Recopiez sans rien modifier, dans l'entretien sur la forêt d'Ebo ci-dessous, le passage qui débute aux mots « Je vous remercie » et se termine après « de la République. ».

→ Texte fourni
■ ■ ■ ■ ■ ■ ■
Dr Zachée BOLI BABOULE :«Je demande au gouvernement de faire justice aux peuples déguerpis»

Dr Zachée BOLI BABOULE :«Je demande au gouvernement de faire justice aux peuples déguerpis»

Il a été parmi les pionniers qui ont marqué leurs oppositions dans la spoliation des terres d’Ebo. Coordinateur de la commission de suivi de l’affectation et de la valorisation des ressources naturelles des arrondissements de Yingui et de Ndikiniméki, le Dr Zachée Boli Baboulé a marqué son temps. Amorti mais toujours déterminé à voir ce retour aux sources avec la bénédiction du gouvernement, l’homme nous a donné son avis sur les moments forts de cette histoire. Ils sont devenus des déplacés internes depuis bien des années qui, aujourd’hui veulent retrouver leurs terres. Décryptage.

La forêt d’Ebo est aujourd’hui au centre d’une controverse entre l’Etat du Cameroun et les communautés déguerpies. Peut-on avoir une idée sur la genèse de ces terres et leurs communautés ?
Je vous remercie pour l’intérêt que vous portez sur les problèmes des populations déguerpies lors des troubles qui ont conduit notre pays à l’indépendance. La principale raison des déguerpissements était le besoin de pacification rapide de la zone qui était infestée par le maquis. Des personnes étaient tuées, violentés et séquestrés. Bref c’était du terrorisme. Ce déguerpissement a commencé en 1960 avec le Canton Lognanga, et s’est poursuivi en 1961 par le canton Ndogbiakat. A la suite de l’assassinat du chef Logmbo qui se nommait Bessomen (Somon), et la préméditation de celui de mon père Boulis Baboule qui était l’organisateur de l’auto-défense qui avait pris faits et cause pour les intérêts de la République.

Au moment des déguerpissements des populations au moment des troubles survenus lors des guerres de l’indépendance, qu’elle était l’objectif de l’Etat en déguerpissant les communautés de leurs terres ?
■ ■ ■ ■ ■ ■ ■
→ Entrées répertoriées
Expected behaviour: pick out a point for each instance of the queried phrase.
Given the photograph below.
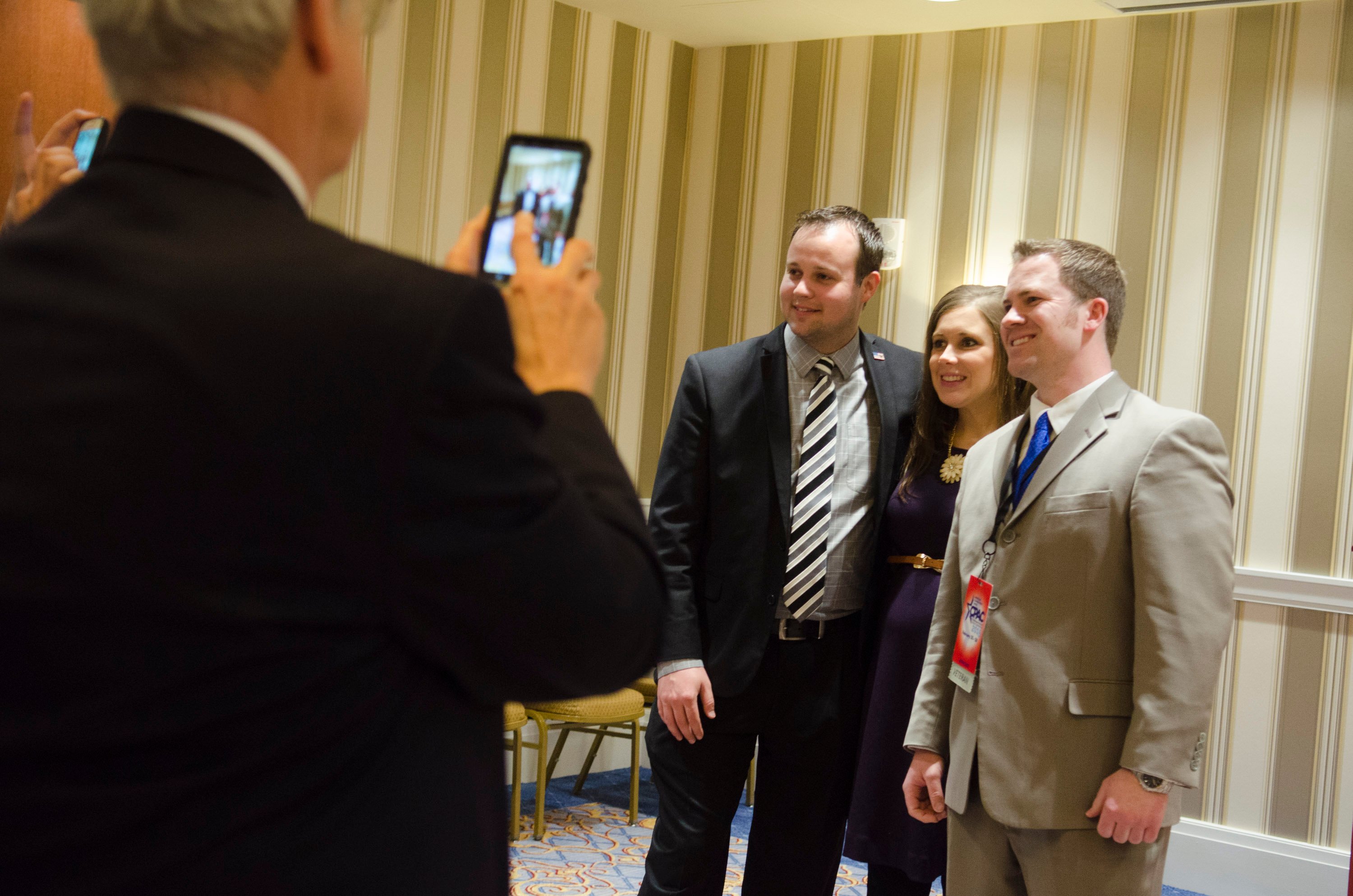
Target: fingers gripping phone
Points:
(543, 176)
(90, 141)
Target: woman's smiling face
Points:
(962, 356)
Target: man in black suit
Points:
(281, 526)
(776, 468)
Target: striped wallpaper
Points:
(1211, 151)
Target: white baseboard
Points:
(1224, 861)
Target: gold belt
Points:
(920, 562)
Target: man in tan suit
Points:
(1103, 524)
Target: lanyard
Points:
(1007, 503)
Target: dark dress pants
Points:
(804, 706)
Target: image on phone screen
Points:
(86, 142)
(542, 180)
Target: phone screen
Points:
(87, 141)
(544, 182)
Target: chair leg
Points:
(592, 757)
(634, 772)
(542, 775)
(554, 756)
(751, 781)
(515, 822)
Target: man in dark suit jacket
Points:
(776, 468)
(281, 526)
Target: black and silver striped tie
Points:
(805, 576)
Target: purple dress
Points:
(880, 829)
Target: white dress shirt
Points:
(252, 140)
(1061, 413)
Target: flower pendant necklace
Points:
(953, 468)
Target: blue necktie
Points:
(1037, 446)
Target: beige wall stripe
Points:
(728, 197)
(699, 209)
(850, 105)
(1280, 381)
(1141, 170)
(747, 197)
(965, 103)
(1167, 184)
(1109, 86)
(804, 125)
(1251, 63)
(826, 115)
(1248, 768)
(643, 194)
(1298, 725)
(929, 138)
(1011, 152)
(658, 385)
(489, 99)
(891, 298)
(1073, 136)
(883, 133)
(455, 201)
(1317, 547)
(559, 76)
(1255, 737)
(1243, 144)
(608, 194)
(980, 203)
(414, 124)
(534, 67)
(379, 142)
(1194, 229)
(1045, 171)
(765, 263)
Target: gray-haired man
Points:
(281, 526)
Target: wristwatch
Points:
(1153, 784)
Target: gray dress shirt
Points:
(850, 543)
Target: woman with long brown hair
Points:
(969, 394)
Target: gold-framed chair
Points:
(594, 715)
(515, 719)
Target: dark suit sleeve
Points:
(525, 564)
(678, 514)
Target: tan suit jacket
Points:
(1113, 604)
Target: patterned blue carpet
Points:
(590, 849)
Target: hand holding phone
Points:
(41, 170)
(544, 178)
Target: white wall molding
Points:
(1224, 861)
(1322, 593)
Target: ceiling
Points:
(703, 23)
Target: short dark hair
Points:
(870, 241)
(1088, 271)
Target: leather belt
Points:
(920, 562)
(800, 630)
■ ■ ■ ■ ■ ■ ■
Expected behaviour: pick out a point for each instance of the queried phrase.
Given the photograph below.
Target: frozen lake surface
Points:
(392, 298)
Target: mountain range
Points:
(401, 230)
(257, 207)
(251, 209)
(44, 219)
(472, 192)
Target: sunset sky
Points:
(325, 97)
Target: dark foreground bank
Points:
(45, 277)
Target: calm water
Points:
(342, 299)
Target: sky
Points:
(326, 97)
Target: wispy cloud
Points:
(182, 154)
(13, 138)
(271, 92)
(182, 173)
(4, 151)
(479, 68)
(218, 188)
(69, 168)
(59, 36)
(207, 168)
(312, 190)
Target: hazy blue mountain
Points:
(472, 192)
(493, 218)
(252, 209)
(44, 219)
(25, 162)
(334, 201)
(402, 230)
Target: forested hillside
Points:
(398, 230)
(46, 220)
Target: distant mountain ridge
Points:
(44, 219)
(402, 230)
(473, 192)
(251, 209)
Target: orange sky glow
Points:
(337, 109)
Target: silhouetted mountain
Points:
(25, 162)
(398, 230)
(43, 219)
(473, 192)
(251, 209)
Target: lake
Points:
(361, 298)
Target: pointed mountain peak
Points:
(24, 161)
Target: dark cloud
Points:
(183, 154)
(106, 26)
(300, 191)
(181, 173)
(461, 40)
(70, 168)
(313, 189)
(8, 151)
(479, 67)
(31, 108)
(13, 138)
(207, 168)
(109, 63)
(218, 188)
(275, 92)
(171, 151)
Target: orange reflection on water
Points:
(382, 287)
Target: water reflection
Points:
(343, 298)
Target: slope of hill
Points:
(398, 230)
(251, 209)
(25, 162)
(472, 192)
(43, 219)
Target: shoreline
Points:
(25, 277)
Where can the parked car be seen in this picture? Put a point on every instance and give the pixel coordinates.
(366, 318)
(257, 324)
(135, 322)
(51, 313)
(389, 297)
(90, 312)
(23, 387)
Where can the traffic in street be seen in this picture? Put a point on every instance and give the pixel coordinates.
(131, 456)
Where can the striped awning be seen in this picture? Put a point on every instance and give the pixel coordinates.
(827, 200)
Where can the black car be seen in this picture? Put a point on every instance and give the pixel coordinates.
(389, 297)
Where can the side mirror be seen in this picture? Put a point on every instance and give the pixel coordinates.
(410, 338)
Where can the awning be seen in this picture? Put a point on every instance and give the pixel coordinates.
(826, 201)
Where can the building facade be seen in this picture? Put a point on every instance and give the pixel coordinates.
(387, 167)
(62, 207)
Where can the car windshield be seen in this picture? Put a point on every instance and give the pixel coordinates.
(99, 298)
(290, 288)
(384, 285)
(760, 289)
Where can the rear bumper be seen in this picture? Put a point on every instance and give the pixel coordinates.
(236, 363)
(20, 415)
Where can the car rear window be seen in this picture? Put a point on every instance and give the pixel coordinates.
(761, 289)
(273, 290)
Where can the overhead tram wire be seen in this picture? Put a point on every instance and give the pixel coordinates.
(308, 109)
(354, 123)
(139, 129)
■ ■ ■ ■ ■ ■ ■
→ Solution du problème
Je vous remercie pour l’intérêt que vous portez sur les problèmes des populations déguerpies lors des troubles qui ont conduit notre pays à l’indépendance. La principale raison des déguerpissements était le besoin de pacification rapide de la zone qui était infestée par le maquis. Des personnes étaient tuées, violentés et séquestrés. Bref c’était du terrorisme. Ce déguerpissement a commencé en 1960 avec le Canton Lognanga, et s’est poursuivi en 1961 par le canton Ndogbiakat. A la suite de l’assassinat du chef Logmbo qui se nommait Bessomen (Somon), et la préméditation de celui de mon père Boulis Baboule qui était l’organisateur de l’auto-défense qui avait pris faits et cause pour les intérêts de la République.